TEXT:
══════

Protokoll der Sitzung vom 15.11.2001

(Widerspruch von der CDU)

Ich sage Ihnen, auf diese Kommunalfreundlichkeit können wir verzichten; denn die Folge wäre, dass die Kommunen keine Investitionen mehr vornehmen könnten, kein Kommunalhaushalt mehr ausgeglichen wäre und wir alle freiwillige Leistungen streichen müssten. Darauf können wir verzichten.

(Beifall bei der SPD)

Herr Kollege Schnabel, Sie operieren mit Zahlen, da weiß einer nie, wo diese herkommen. Deswegen will ich sie mit den richtigen Zahlen konfrontieren, und zwar anhand ihres Landkreises.

══════

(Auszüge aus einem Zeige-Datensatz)

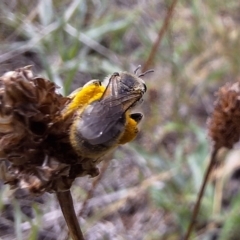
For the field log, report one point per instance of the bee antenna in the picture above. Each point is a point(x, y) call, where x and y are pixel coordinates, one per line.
point(148, 71)
point(138, 67)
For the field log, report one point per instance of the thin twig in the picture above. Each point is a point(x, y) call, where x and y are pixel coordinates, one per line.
point(161, 32)
point(66, 204)
point(94, 185)
point(201, 192)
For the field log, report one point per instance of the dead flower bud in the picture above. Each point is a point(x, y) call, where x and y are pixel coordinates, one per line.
point(224, 124)
point(35, 152)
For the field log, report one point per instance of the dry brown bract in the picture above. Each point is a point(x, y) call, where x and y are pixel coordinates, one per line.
point(224, 125)
point(35, 152)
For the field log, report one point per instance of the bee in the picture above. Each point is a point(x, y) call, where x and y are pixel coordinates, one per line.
point(103, 117)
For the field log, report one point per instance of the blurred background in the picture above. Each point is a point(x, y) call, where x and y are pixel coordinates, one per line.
point(146, 189)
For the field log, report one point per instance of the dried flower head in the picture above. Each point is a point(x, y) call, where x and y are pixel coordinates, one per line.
point(35, 152)
point(224, 124)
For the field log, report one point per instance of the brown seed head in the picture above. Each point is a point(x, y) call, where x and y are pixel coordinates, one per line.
point(224, 124)
point(35, 152)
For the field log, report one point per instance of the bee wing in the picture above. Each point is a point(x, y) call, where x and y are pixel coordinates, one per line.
point(102, 121)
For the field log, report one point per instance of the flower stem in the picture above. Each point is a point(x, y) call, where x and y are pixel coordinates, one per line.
point(200, 194)
point(66, 204)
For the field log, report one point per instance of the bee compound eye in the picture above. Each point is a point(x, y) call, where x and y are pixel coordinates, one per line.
point(145, 87)
point(116, 74)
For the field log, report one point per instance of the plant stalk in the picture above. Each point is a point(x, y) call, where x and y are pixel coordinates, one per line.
point(200, 194)
point(66, 204)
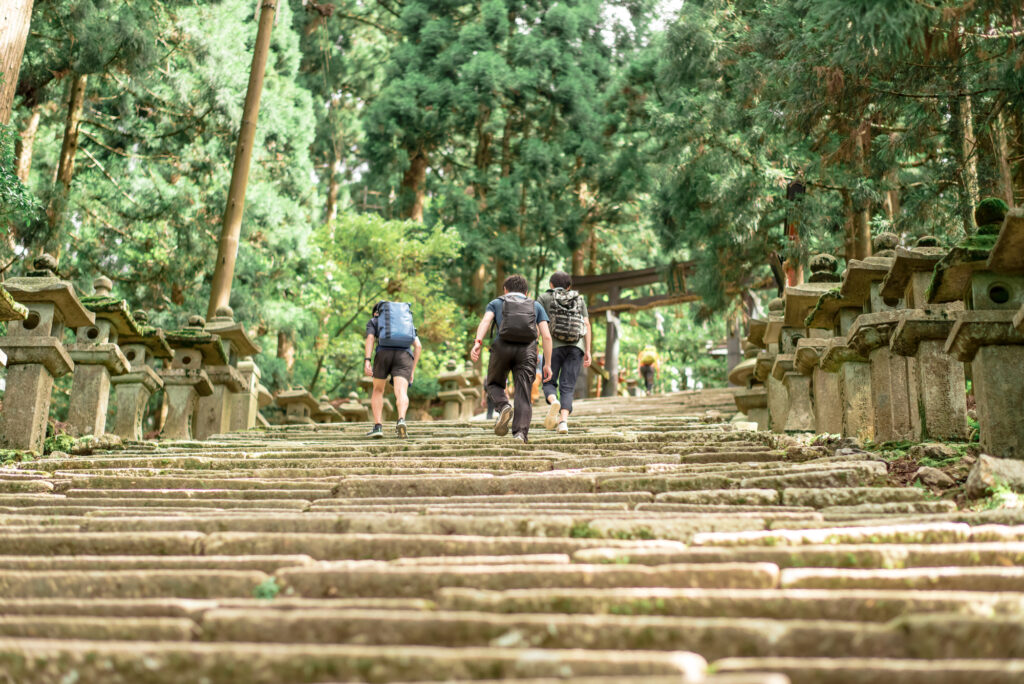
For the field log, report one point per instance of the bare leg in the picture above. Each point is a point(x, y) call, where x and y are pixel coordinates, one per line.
point(377, 400)
point(400, 396)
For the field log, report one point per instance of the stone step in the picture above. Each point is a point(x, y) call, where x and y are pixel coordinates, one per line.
point(383, 580)
point(130, 584)
point(566, 498)
point(97, 629)
point(103, 544)
point(266, 564)
point(932, 579)
point(940, 532)
point(306, 495)
point(833, 497)
point(45, 661)
point(861, 605)
point(389, 547)
point(462, 485)
point(94, 482)
point(866, 556)
point(871, 671)
point(194, 609)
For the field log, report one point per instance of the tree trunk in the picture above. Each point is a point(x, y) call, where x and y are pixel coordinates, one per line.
point(14, 18)
point(286, 349)
point(66, 166)
point(230, 229)
point(414, 186)
point(1000, 151)
point(26, 143)
point(964, 150)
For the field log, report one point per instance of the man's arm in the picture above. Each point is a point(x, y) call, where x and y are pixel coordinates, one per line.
point(588, 339)
point(546, 342)
point(368, 369)
point(481, 330)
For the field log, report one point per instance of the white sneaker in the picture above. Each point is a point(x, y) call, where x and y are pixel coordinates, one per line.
point(551, 420)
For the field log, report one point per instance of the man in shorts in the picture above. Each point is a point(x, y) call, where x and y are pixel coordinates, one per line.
point(399, 365)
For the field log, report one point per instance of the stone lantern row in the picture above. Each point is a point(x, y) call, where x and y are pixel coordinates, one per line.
point(210, 382)
point(884, 351)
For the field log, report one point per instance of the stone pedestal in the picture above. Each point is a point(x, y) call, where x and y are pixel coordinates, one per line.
point(869, 336)
point(855, 387)
point(213, 413)
point(238, 409)
point(245, 404)
point(35, 353)
point(131, 400)
point(299, 407)
point(987, 340)
point(936, 397)
point(799, 413)
point(134, 389)
point(186, 381)
point(754, 403)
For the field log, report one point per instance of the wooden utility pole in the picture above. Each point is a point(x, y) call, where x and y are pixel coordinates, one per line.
point(14, 18)
point(227, 247)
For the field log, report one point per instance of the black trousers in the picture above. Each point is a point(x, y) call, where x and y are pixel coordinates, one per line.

══════

AUFGABEN:
(A) Gib aus dem Sitzungsprotokoll wortgetreu den Abschnitt wieder, der bei den Worten „Protokoll der Sitzung“ einsetzt und nach den Worten „anhand ihres Landkreises.“ endet.
(B) Was müssten laut Sitzungsprotokoll alle streichen?
(C) Führe das Sitzungsprotokoll nach seinem letzten Satz weiter.

ERWARTETE LÖSUNGEN:
(A)
Protokoll der Sitzung vom 15.11.2001

(Widerspruch von der CDU)

Ich sage Ihnen, auf diese Kommunalfreundlichkeit können wir verzichten; denn die Folge wäre, dass die Kommunen keine Investitionen mehr vornehmen könnten, kein Kommunalhaushalt mehr ausgeglichen wäre und wir alle freiwillige Leistungen streichen müssten. Darauf können wir verzichten.

(Beifall bei der SPD)

Herr Kollege Schnabel, Sie operieren mit Zahlen, da weiß einer nie, wo diese herkommen. Deswegen will ich sie mit den richtigen Zahlen konfrontieren, und zwar anhand ihres Landkreises.

(B) Freiwillige Leistungen.

(C)
Durch den kommunalen Finanzausgleich wird der Landkreis Alzey-Worms 2,5 Millionen weniger zur Verfügung haben.

(Billen, CDU: Euro!)

Wenn aber die Forderungen von Ihnen durchkommen würden, dass die Steuerreform vorgezogen würde, dann hätte der Landkreis Alzey-Worms 17 Millionen weniger.

(Mertes, SPD: Aha!)

Nun erklären Sie mir einmal, wie Sie das Ihrem Landrat und Ihren Bürgermeistern klarmachen wollen? – Herr Kollege Schnabel, Ihre Gemeinde könnte Ihnen noch nicht einmal mehr die Aufwandsentschädigung als Ortsbürgermeister bezahlen, so schlecht würde es ihnen gehen.

(Beifall der SPD und des Abg. Kuhn, FDP)

Meine Damen und Herren, wenn es so käme, wie die CDU es will, dann gingen bei uns nicht nur die Lichter aus, sondern wir könnten auch gleich die Lampen mit abbauen.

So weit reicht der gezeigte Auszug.